● Quoted passage
==*==

In [105]:
# Import libraries
import sys
import os
import collections
from collections import defaultdict
import numpy as np
import pandas as pd
from scipy import stats
import re

In [106]:
# Install required packages.
import os
import torch
os.environ['TORCH'] = torch.__version__
print(torch.__version__)
!pip install -q torch-scatter -f https://data.pyg.org/whl/torch-${TORCH}.html
!pip install -q torch-sparse -f https://data.pyg.org/whl/torch-${TORCH}.html
!pip install -q git+https://github.com/pyg-team/pytorch_geometric.git

1.13.0+cpu



[notice] A new release of pip available: 22.3.1 -> 23.0
[notice] To update, run: python.exe -m pip install --upgrade pip

[notice] A new release of pip available: 22.3.1 -> 23.0
[notice] To update, run: python.exe -m pip install --upgrade pip

[notice] A new release of pip available: 22.3.1 -> 23.0
[notice] To update, run: python.exe -m pip install --upgrade pip


In [107]:
#Read in the processed data
student_file = "./data/Processed_data.csv"

==*==

● Stored data
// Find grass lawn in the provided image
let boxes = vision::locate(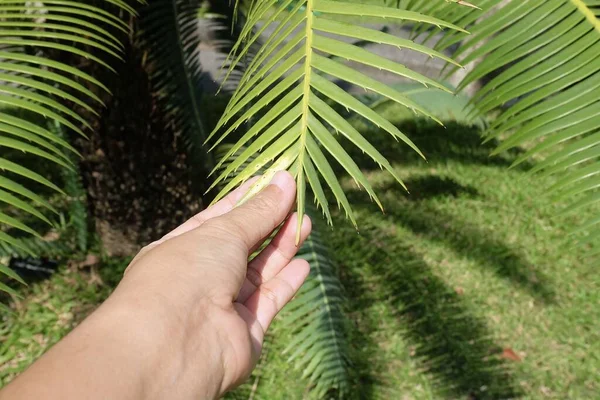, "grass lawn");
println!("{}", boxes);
[0,114,600,400]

==*==

● Written request
Which PyTorch version does the notebook excerpt print? Rely only on the notebook excerpt.

● Written response
1.13.0+cpu